==== Entries provided
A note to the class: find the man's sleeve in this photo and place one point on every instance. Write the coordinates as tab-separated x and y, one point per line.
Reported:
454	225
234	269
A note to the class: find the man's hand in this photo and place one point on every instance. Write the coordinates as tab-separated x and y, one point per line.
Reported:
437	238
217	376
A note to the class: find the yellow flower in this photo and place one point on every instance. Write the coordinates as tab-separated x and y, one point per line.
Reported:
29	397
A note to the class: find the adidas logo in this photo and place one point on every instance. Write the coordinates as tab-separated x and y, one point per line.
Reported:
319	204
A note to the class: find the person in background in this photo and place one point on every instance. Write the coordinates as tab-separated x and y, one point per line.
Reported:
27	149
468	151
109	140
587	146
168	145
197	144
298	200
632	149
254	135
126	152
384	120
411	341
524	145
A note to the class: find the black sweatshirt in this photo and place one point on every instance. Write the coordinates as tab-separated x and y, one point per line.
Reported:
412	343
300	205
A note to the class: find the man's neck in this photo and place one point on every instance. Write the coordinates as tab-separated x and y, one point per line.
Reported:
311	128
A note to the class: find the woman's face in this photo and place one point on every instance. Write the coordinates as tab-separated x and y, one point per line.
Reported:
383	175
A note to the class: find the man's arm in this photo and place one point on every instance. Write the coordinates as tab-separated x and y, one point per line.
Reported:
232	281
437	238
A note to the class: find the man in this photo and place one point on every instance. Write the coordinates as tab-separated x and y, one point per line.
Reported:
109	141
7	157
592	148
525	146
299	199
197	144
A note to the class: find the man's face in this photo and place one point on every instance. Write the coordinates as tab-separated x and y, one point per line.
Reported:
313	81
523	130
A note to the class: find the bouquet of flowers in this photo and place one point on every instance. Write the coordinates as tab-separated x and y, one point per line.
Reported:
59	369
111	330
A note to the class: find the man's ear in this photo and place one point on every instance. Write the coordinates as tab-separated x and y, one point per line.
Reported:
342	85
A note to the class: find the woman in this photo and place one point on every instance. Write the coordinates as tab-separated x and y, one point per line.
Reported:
========
#### Exercise prompt:
Transcribe the material above in full.

#### Solution to this task:
A note to the class: find the man's sleeve in this photo and place one point on every instance. Write the coordinates as tab-separated x and y, one point per line.
Reported:
454	225
234	269
A note to the class: find the man's hand in this photo and place one point on every instance. Write the coordinates as tab-separated x and y, one point per line.
Reported:
437	238
217	376
A note to the class: find the yellow flower in this photo and place one point on every instance. Write the coordinates as tab-separated x and y, one point per line.
Reported:
29	397
A note to the class: find the adidas logo in this photo and place one point on every instance. Write the coordinates as tab-separated x and y, one point per line.
Reported:
319	204
A note to the class: find the person in background in this photo and place one point on every instance. Write the coordinates as tab-separated x and y, one point per line.
Reported:
27	149
468	151
109	140
587	146
168	145
197	144
298	200
632	149
254	135
126	152
384	120
411	341
524	145
A note to the class: find the black sweatshirt in this photo and place one point on every instance. Write the coordinates as tab-separated x and y, one point per line.
Reported:
412	343
300	205
A note to the class: find the man's neck in this photo and place one point on every instance. Write the coordinates as tab-separated x and y, one point per line.
Reported:
311	128
A note to the class: find the woman's face in this photo and place one point on every instance. Write the coordinates as tab-separated x and y, one point per line.
Reported:
383	175
A note to the class: find the man's arm in this photo and place one point on every instance. Write the coordinates as tab-separated x and y, one point per line.
Reported:
232	281
437	238
A note to the class: find the man in this photo and place one point on every instance. Write the coordinates as tab-separated x and y, one point per line.
Reported:
109	141
7	157
592	148
525	146
299	199
197	144
A note to the class: find the man's face in this photo and place one point on every instance. Write the coordinates as tab-separated x and y, one point per line.
Reported:
313	81
523	130
A note to the class: find the bouquet of flowers in this photo and place one point on every instance. Write the coordinates as tab-separated x and y, one point per line.
Reported:
59	369
111	330
A note to the class: find the man's ear in this photo and place one point on every instance. Write the coordinates as tab-separated x and y, one point per line.
Reported:
342	85
A note to the class: find the woman in this photo and place one point on every instance. Write the coordinates as tab-separated x and y, one point per line.
Reported:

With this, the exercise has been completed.